**REQUIREMENT**: Exactly reproduce the lines from the line that has "the white trim" down to the last line of the entries, inclusive.

(Records excerpted from a collection)
start

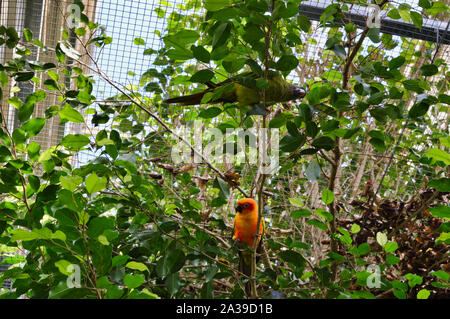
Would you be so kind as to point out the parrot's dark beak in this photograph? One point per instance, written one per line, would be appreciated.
(299, 92)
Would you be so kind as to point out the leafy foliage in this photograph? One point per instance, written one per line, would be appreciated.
(130, 223)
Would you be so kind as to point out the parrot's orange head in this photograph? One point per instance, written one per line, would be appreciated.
(246, 205)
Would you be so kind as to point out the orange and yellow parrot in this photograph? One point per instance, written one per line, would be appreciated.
(245, 224)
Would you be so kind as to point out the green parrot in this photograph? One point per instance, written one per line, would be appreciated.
(242, 89)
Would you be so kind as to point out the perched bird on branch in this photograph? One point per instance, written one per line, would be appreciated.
(243, 89)
(245, 225)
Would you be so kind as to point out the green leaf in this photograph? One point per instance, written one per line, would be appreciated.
(324, 142)
(211, 272)
(292, 257)
(426, 4)
(51, 85)
(33, 126)
(277, 121)
(139, 41)
(63, 266)
(440, 212)
(299, 213)
(324, 214)
(363, 249)
(287, 63)
(312, 172)
(392, 259)
(413, 85)
(381, 239)
(374, 35)
(95, 183)
(327, 196)
(70, 182)
(202, 76)
(397, 62)
(215, 5)
(221, 35)
(28, 35)
(355, 228)
(23, 76)
(201, 54)
(413, 280)
(75, 141)
(295, 201)
(70, 114)
(23, 235)
(133, 281)
(438, 155)
(171, 262)
(394, 14)
(222, 186)
(304, 23)
(390, 247)
(210, 112)
(317, 223)
(332, 76)
(437, 7)
(417, 19)
(290, 143)
(378, 144)
(423, 294)
(441, 274)
(27, 108)
(120, 260)
(136, 266)
(173, 283)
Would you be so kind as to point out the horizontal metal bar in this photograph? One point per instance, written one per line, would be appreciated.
(432, 30)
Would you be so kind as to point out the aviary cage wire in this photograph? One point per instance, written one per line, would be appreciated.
(124, 62)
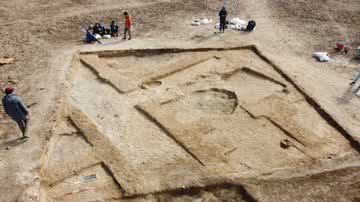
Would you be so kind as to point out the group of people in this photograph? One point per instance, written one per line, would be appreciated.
(112, 31)
(223, 14)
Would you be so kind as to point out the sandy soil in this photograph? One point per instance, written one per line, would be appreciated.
(105, 114)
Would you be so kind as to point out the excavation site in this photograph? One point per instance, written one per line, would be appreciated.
(263, 106)
(164, 120)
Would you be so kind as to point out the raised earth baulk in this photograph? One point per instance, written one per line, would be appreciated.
(163, 120)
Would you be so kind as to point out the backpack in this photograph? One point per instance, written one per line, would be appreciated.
(251, 25)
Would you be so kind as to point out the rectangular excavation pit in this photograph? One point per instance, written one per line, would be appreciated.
(195, 122)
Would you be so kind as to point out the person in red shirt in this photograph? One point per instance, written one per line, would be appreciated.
(128, 24)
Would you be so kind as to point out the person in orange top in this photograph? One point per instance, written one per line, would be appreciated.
(128, 24)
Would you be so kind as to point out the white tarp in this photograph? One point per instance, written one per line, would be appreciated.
(322, 56)
(238, 24)
(202, 21)
(97, 36)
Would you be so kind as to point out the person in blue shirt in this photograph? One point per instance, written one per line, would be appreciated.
(15, 108)
(114, 28)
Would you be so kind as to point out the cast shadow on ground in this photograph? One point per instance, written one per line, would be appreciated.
(13, 143)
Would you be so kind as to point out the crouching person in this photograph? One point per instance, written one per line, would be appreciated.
(15, 108)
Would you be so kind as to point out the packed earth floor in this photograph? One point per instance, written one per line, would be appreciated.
(181, 112)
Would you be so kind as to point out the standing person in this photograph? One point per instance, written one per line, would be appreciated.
(128, 24)
(114, 28)
(15, 108)
(222, 15)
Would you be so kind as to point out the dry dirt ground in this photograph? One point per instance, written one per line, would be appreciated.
(181, 113)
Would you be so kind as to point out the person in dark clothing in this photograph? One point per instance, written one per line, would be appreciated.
(98, 29)
(223, 15)
(114, 28)
(15, 108)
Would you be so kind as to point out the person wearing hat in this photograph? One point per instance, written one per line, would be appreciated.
(223, 15)
(128, 25)
(15, 108)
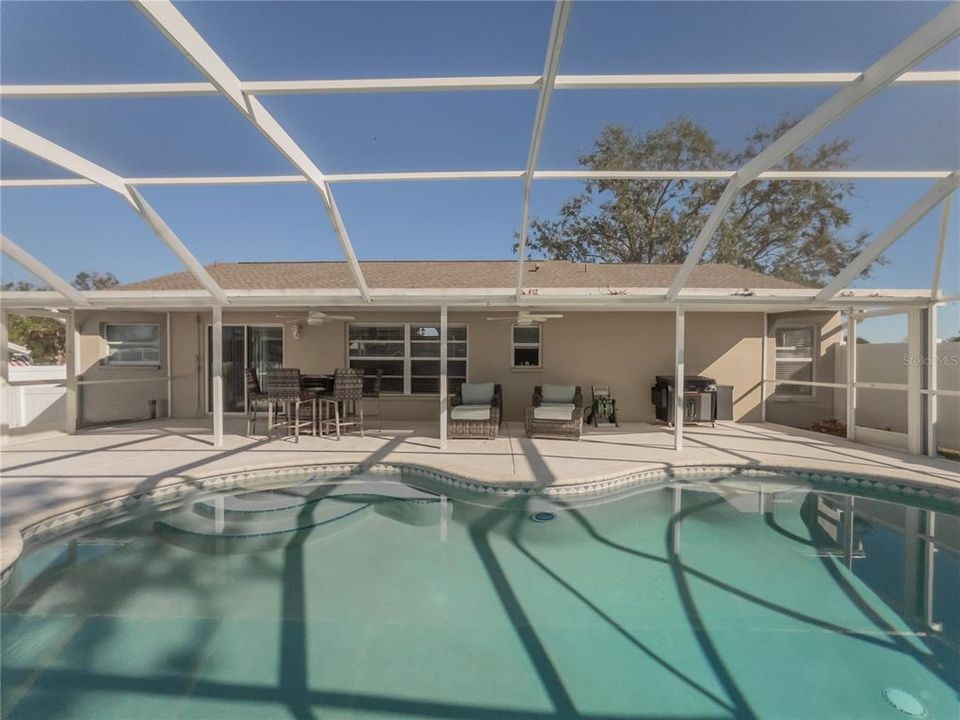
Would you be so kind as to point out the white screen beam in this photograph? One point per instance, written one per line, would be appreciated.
(448, 175)
(19, 255)
(558, 30)
(191, 44)
(928, 39)
(911, 217)
(468, 83)
(53, 153)
(941, 247)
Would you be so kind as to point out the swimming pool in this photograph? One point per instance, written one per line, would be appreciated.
(730, 597)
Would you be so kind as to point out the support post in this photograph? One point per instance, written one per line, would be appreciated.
(169, 369)
(763, 369)
(217, 376)
(933, 380)
(848, 532)
(914, 379)
(929, 562)
(444, 390)
(678, 383)
(851, 375)
(912, 563)
(72, 403)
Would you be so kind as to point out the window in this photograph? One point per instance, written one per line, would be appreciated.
(132, 344)
(795, 360)
(526, 346)
(409, 355)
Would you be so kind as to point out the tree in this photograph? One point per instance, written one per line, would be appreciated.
(45, 337)
(95, 280)
(790, 229)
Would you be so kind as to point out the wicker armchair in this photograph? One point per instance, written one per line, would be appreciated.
(568, 429)
(485, 429)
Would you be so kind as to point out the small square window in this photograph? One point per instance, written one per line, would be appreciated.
(132, 344)
(526, 346)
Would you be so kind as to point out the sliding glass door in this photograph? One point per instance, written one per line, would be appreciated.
(256, 346)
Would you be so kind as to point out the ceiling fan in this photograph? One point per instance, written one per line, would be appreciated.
(525, 317)
(313, 317)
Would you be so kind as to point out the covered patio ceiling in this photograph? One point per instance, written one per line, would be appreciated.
(894, 68)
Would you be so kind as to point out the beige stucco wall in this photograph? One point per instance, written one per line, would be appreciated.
(118, 401)
(622, 349)
(825, 403)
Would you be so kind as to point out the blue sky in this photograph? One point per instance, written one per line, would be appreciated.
(85, 229)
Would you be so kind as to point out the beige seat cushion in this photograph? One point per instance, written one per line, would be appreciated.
(554, 411)
(470, 412)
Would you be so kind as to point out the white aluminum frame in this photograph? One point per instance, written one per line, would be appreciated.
(558, 31)
(191, 44)
(53, 153)
(892, 68)
(928, 39)
(648, 81)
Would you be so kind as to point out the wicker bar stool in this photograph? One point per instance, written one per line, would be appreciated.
(283, 391)
(348, 391)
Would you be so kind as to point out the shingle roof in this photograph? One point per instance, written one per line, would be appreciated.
(460, 274)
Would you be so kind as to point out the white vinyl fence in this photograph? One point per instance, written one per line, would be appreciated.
(36, 407)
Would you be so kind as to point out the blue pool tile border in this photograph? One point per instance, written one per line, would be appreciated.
(128, 505)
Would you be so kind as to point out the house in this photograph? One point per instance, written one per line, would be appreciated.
(164, 358)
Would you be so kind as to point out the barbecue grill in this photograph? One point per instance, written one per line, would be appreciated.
(699, 398)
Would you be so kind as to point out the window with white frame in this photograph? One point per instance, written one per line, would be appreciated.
(132, 344)
(795, 355)
(526, 351)
(409, 355)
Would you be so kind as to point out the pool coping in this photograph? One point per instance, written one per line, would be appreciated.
(75, 518)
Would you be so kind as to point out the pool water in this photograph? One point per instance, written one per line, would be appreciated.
(710, 600)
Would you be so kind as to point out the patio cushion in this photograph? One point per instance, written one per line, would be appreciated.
(470, 412)
(554, 411)
(558, 393)
(476, 393)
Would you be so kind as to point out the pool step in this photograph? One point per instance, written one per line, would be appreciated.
(246, 505)
(260, 531)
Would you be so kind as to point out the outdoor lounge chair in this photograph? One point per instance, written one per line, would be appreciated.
(557, 412)
(475, 412)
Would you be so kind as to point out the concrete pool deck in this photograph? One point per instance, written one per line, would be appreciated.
(57, 474)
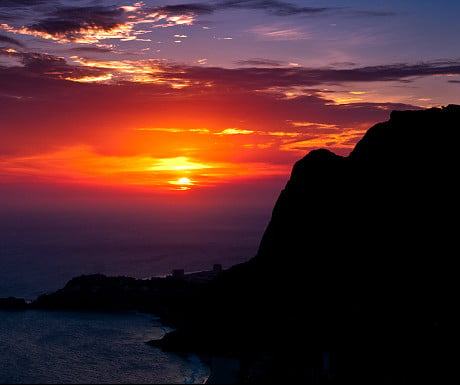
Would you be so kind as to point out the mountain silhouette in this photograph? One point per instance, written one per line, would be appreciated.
(354, 280)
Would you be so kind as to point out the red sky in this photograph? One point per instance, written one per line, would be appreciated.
(178, 98)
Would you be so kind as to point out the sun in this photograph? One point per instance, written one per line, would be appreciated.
(182, 184)
(184, 181)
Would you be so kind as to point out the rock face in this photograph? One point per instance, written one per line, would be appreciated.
(356, 270)
(355, 280)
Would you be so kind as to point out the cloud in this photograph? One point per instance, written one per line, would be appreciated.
(9, 40)
(278, 33)
(271, 78)
(83, 25)
(256, 62)
(278, 8)
(92, 49)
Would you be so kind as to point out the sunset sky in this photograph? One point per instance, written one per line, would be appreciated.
(169, 97)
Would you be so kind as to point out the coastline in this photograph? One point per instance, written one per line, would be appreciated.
(223, 370)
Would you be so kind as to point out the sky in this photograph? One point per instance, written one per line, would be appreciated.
(208, 100)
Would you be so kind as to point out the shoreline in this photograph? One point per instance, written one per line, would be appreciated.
(223, 370)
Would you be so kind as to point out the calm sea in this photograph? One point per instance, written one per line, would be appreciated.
(41, 250)
(38, 347)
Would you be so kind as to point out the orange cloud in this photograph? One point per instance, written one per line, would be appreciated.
(80, 164)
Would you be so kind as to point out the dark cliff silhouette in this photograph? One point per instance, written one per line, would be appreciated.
(355, 280)
(356, 270)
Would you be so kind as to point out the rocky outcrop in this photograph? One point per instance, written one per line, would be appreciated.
(356, 269)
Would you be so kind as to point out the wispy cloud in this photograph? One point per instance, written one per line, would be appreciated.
(277, 32)
(10, 40)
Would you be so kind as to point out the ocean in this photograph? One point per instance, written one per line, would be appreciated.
(52, 347)
(41, 250)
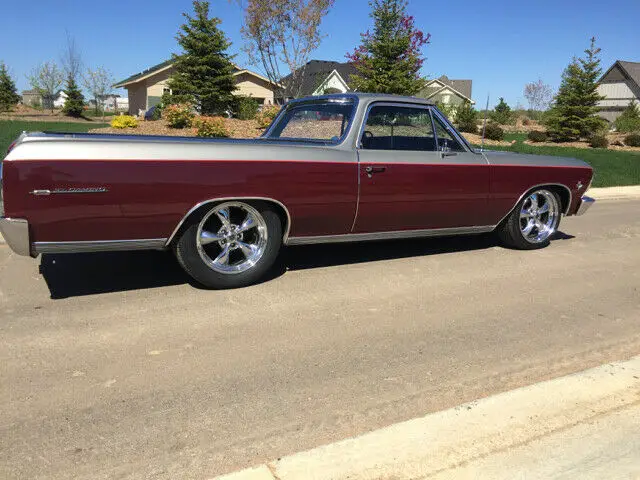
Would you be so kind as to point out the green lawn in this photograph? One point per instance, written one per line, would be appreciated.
(611, 167)
(11, 129)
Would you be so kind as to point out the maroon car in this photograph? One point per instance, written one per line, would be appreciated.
(337, 168)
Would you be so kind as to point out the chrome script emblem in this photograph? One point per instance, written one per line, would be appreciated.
(59, 191)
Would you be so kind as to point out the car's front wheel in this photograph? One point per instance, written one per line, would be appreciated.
(233, 244)
(533, 222)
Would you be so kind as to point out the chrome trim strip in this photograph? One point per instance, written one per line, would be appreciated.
(16, 233)
(408, 104)
(565, 212)
(585, 204)
(285, 235)
(398, 234)
(61, 191)
(99, 246)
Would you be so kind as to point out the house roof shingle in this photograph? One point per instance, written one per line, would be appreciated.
(462, 86)
(316, 71)
(632, 69)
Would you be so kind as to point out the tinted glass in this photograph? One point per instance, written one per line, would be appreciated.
(319, 121)
(398, 128)
(446, 140)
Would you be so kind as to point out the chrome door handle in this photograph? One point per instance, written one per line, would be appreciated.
(371, 170)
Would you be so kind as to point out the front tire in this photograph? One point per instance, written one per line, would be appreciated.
(533, 222)
(232, 245)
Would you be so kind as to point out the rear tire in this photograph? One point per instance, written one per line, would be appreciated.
(233, 244)
(533, 222)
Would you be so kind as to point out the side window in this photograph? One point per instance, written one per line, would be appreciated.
(391, 127)
(446, 141)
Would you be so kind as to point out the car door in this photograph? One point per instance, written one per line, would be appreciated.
(415, 173)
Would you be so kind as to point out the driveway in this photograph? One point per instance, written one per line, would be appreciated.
(114, 366)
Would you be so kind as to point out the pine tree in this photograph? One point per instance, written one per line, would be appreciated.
(74, 104)
(389, 59)
(573, 114)
(8, 92)
(203, 72)
(502, 112)
(629, 119)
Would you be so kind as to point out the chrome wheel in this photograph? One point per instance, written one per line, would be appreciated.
(538, 217)
(232, 237)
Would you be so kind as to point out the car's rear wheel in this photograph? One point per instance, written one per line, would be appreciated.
(231, 245)
(533, 222)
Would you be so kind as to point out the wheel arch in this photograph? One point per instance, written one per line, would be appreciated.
(199, 208)
(561, 189)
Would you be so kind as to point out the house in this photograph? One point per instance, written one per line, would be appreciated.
(318, 77)
(619, 85)
(145, 89)
(59, 98)
(446, 91)
(35, 97)
(321, 76)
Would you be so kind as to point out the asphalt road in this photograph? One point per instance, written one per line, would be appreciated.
(114, 366)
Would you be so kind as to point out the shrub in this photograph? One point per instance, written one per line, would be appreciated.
(179, 115)
(466, 118)
(246, 108)
(502, 113)
(124, 121)
(210, 127)
(537, 136)
(493, 131)
(599, 141)
(632, 140)
(266, 115)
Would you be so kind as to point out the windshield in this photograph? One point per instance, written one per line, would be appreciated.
(317, 121)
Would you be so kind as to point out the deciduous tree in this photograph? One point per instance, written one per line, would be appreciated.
(573, 114)
(74, 104)
(203, 71)
(538, 94)
(280, 37)
(8, 92)
(47, 80)
(389, 58)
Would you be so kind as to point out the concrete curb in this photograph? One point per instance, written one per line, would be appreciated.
(615, 193)
(442, 441)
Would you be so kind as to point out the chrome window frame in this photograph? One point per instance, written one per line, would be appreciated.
(346, 98)
(430, 108)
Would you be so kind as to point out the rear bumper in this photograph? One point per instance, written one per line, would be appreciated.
(16, 233)
(585, 204)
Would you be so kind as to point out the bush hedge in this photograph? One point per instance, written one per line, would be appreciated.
(537, 136)
(246, 108)
(266, 115)
(210, 127)
(599, 141)
(124, 121)
(178, 115)
(632, 140)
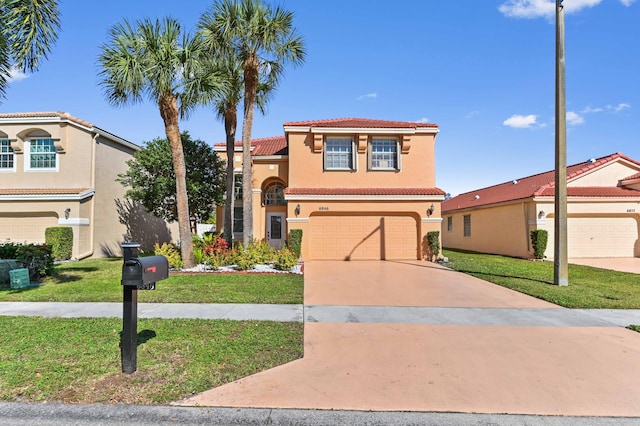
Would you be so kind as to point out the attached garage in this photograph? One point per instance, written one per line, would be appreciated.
(363, 237)
(614, 236)
(29, 227)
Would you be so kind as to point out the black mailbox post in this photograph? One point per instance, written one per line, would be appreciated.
(137, 274)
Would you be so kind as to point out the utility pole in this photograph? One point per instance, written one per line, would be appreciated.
(560, 258)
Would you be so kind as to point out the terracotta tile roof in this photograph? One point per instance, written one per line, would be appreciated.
(59, 114)
(364, 191)
(361, 122)
(542, 184)
(632, 177)
(276, 145)
(42, 191)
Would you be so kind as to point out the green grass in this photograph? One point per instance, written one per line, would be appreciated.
(78, 360)
(94, 280)
(589, 288)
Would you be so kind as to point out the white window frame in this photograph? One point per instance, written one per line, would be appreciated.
(346, 140)
(467, 225)
(9, 153)
(396, 155)
(28, 153)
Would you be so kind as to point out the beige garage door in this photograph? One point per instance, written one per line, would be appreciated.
(29, 228)
(363, 237)
(602, 237)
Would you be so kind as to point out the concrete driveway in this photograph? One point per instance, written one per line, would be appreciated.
(444, 367)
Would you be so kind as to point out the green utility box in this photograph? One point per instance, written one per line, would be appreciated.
(19, 278)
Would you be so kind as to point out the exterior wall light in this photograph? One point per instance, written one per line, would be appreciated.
(430, 210)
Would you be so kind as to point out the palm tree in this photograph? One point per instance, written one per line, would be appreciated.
(157, 61)
(29, 29)
(264, 39)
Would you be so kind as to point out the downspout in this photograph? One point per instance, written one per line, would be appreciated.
(93, 200)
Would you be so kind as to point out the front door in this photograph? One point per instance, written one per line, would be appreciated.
(275, 229)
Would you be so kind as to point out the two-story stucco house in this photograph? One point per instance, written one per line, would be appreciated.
(603, 212)
(59, 170)
(358, 188)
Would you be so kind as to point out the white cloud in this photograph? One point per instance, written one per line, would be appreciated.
(574, 119)
(589, 110)
(16, 75)
(521, 121)
(368, 96)
(619, 107)
(544, 8)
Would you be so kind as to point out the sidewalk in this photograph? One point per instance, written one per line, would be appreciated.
(534, 317)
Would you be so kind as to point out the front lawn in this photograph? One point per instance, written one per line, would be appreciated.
(98, 280)
(78, 360)
(589, 288)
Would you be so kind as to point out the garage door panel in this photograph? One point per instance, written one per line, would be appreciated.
(601, 236)
(363, 237)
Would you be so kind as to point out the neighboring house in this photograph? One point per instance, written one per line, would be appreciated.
(603, 208)
(358, 188)
(59, 170)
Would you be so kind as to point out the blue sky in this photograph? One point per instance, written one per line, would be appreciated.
(482, 69)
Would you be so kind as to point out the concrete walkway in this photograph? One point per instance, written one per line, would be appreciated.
(525, 367)
(551, 317)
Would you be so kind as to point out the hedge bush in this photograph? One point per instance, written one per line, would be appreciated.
(539, 238)
(60, 239)
(295, 241)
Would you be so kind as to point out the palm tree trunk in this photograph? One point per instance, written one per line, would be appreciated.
(250, 87)
(230, 124)
(169, 111)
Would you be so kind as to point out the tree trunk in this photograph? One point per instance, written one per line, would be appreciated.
(230, 124)
(250, 87)
(169, 111)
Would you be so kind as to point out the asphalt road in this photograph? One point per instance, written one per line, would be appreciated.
(18, 414)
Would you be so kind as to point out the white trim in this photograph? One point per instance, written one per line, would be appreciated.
(28, 153)
(269, 157)
(79, 221)
(369, 130)
(48, 197)
(365, 197)
(432, 220)
(297, 220)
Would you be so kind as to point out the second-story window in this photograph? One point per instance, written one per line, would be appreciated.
(338, 154)
(237, 186)
(7, 159)
(383, 154)
(274, 195)
(41, 155)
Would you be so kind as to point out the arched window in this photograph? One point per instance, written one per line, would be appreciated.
(274, 195)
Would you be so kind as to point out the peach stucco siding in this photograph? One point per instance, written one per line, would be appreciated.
(80, 192)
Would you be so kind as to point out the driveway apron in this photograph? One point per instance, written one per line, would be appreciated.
(447, 366)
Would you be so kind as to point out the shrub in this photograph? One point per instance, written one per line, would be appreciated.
(36, 257)
(539, 239)
(433, 239)
(60, 239)
(260, 252)
(285, 260)
(295, 241)
(171, 252)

end

**WRITTEN REPLY**:
Would you be so kind as to point out the white trim in this photograph? One point per instance, written one per line, would be appreciated.
(28, 153)
(269, 157)
(79, 221)
(369, 130)
(48, 197)
(365, 197)
(432, 220)
(297, 220)
Would you be so kind as to point out the second-story window in this photograph? One point per instance, written one per line, would be appreciated.
(338, 154)
(237, 186)
(7, 159)
(383, 154)
(274, 195)
(41, 155)
Would you be so kind as to point out the arched window in this photograph? One point per instance, written one per line, would be appreciated.
(274, 195)
Would you be so kind as to point out the peach stucco siding in this photograph? One point per instance, written one per line, would be appreciated.
(80, 192)
Would you be so kind as to point out the driveway apron in this photograph? One point per instance, written one per line, would be appreciated.
(447, 366)
Would you be so kind as to point out the shrub in this photograph? One point per instance, written one per line, would be appreciated.
(36, 257)
(539, 239)
(433, 239)
(60, 239)
(260, 252)
(285, 260)
(295, 241)
(171, 252)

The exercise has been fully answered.